Exercise: Reproduce the text about the Pen Centre shopping mall in full, word for word.

Selected passage:
▬▬▬

The Pen Centre (originally Niagara Peninsula Shopping Centre) is the largest shopping mall in the Niagara Region, located in St. Catharines, Ontario, Canada.

==History==
The Pen Centre was built in 1957 as the Niagara Peninsula Centre, a single-level, outside strip mall anchored by Loblaws and 50 retail stores and opened in 1958. In 1966, the evolution of the Pen Centre included the addition of Simpsons-Sears and 80 new stores, making the Pen Centre the fourth largest shopping centre in Canada. The mall remained as an open strip, with landscaped walkways in between. By September 1975, the strip mall was enclosed and became a climate-controlled environment at the cost of $2 million. Located next to the Highway 406, it has over one million square feet of floor space and features over 180 stores, a major department store, a supermarket, a ten-screen movieplex, and several large format anchors.

Famous Players opened the first SilverCity 8-screen multiplex cinema at that location on November 7, 1997. It is now owned by Landmark Cinemas.

In 2011, the mall began a $13 million renovation of the common space, including 3,600 sq. ft. of new skylights, a new food court, and floors and ceiling treatments. The renovations were completed in 2012.

▬▬▬

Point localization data
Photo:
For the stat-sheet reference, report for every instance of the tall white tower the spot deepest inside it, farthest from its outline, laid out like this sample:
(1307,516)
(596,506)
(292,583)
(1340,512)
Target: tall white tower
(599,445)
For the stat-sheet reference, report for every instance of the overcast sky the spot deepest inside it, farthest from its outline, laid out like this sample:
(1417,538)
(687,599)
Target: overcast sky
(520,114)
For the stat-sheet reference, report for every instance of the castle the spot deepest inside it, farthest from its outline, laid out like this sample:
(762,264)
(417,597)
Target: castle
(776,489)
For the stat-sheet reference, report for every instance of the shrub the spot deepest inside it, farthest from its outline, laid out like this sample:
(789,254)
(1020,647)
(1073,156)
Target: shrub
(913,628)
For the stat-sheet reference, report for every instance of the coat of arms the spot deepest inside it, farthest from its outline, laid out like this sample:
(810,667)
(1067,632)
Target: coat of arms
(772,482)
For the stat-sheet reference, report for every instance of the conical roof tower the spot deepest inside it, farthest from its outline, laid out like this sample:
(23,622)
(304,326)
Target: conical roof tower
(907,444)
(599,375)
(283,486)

▬▬▬

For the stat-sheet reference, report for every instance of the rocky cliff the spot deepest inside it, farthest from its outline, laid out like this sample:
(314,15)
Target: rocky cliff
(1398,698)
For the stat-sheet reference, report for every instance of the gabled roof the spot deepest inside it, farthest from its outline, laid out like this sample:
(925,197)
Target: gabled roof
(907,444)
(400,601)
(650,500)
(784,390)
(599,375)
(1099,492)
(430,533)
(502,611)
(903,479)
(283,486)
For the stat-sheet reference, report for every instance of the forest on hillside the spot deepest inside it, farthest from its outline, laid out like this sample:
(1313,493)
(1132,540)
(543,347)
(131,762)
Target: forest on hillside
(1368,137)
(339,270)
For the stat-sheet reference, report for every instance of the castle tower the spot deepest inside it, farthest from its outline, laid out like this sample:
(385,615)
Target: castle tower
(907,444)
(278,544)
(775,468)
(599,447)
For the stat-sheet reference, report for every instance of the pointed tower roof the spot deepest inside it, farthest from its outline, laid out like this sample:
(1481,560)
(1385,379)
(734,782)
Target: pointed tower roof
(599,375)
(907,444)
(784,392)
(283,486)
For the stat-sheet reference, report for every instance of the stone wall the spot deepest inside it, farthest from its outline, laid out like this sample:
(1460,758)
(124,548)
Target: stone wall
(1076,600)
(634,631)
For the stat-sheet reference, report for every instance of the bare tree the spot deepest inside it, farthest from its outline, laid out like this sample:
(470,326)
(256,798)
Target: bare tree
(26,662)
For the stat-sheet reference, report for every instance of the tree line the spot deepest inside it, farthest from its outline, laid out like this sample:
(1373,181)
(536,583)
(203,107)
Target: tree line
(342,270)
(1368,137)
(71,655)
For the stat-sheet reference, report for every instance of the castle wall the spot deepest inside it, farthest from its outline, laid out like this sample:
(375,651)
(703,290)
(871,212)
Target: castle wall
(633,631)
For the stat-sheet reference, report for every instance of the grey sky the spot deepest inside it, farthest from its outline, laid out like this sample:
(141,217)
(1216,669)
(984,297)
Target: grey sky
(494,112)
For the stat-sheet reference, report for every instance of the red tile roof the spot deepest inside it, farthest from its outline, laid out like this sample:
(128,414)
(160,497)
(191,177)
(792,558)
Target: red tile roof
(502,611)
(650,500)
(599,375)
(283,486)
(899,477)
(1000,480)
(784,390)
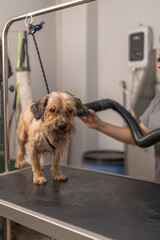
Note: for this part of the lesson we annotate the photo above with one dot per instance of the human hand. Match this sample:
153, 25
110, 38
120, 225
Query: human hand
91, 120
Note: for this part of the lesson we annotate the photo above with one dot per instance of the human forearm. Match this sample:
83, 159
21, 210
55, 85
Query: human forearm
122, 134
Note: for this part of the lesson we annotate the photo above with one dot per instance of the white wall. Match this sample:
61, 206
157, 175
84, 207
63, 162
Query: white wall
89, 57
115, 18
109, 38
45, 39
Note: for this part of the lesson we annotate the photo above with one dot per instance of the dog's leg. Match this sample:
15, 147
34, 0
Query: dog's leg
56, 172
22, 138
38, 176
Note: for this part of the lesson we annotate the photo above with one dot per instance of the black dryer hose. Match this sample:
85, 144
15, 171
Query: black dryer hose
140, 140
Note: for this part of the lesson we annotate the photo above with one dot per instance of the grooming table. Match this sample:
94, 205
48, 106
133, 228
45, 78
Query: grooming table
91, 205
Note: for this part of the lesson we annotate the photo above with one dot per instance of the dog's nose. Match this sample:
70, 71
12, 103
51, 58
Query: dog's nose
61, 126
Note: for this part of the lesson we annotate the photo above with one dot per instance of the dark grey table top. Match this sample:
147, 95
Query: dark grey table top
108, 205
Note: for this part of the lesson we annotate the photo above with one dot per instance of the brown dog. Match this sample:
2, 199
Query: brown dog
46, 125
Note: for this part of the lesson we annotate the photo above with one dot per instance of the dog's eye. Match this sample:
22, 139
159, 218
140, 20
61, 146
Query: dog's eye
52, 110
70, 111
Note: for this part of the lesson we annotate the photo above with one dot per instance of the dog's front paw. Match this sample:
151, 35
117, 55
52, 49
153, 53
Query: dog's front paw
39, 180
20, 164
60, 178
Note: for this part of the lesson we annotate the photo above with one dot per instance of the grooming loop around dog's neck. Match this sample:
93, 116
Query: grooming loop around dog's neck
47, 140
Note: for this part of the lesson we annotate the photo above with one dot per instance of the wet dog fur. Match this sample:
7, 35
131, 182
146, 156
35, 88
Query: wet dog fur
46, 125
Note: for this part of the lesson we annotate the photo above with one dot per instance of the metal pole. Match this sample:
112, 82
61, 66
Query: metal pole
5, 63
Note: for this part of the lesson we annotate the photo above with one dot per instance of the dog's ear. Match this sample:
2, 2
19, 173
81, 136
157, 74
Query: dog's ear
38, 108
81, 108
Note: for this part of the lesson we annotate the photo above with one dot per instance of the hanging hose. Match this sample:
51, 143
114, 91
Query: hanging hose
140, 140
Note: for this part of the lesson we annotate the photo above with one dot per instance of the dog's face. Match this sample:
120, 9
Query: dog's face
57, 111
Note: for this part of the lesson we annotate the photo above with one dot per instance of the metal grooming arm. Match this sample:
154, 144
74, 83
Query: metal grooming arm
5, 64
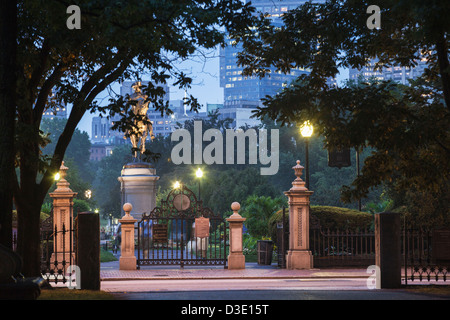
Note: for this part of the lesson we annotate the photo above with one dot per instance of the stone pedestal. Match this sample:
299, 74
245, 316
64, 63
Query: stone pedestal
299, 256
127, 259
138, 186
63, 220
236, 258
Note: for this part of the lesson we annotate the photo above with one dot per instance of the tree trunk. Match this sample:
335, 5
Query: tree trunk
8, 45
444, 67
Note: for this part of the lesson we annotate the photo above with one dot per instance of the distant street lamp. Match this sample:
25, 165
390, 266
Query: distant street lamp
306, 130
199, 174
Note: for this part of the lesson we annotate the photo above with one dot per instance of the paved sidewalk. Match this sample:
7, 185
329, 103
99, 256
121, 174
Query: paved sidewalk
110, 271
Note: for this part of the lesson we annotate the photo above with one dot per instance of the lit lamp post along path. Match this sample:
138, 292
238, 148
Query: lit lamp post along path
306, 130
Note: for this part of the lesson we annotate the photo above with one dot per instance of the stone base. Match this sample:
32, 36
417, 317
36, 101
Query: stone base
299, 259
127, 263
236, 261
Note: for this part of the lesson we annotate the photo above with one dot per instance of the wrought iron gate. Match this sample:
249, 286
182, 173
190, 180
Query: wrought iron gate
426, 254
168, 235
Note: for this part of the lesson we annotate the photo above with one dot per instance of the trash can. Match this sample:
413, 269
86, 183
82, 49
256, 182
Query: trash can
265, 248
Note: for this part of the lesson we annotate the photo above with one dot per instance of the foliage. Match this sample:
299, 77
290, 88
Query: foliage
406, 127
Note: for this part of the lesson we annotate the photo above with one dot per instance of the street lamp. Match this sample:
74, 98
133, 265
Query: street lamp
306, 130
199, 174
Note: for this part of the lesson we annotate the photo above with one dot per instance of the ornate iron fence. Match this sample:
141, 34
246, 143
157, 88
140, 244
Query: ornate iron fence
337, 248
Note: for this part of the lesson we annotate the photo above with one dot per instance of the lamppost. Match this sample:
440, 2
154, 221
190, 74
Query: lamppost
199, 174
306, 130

▬▬▬

Finished task:
The Pen Centre (originally Niagara Peninsula Shopping Centre) is the largest shopping mall in the Niagara Region, located in St. Catharines, Ontario, Canada.

==History==
The Pen Centre was built in 1957 as the Niagara Peninsula Centre, a single-level, outside strip mall anchored by Loblaws and 50 retail stores and opened in 1958. In 1966, the evolution of the Pen Centre included the addition of Simpsons-Sears and 80 new stores, making the Pen Centre the fourth largest shopping centre in Canada. The mall remained as an open strip, with landscaped walkways in between. By September 1975, the strip mall was enclosed and became a climate-controlled environment at the cost of $2 million. Located next to the Highway 406, it has over one million square feet of floor space and features over 180 stores, a major department store, a supermarket, a ten-screen movieplex, and several large format anchors.

Famous Players opened the first SilverCity 8-screen multiplex cinema at that location on November 7, 1997. It is now owned by Landmark Cinemas.

In 2011, the mall began a $13 million renovation of the common space, including 3,600 sq. ft. of new skylights, a new food court, and floors and ceiling treatments. The renovations were completed in 2012.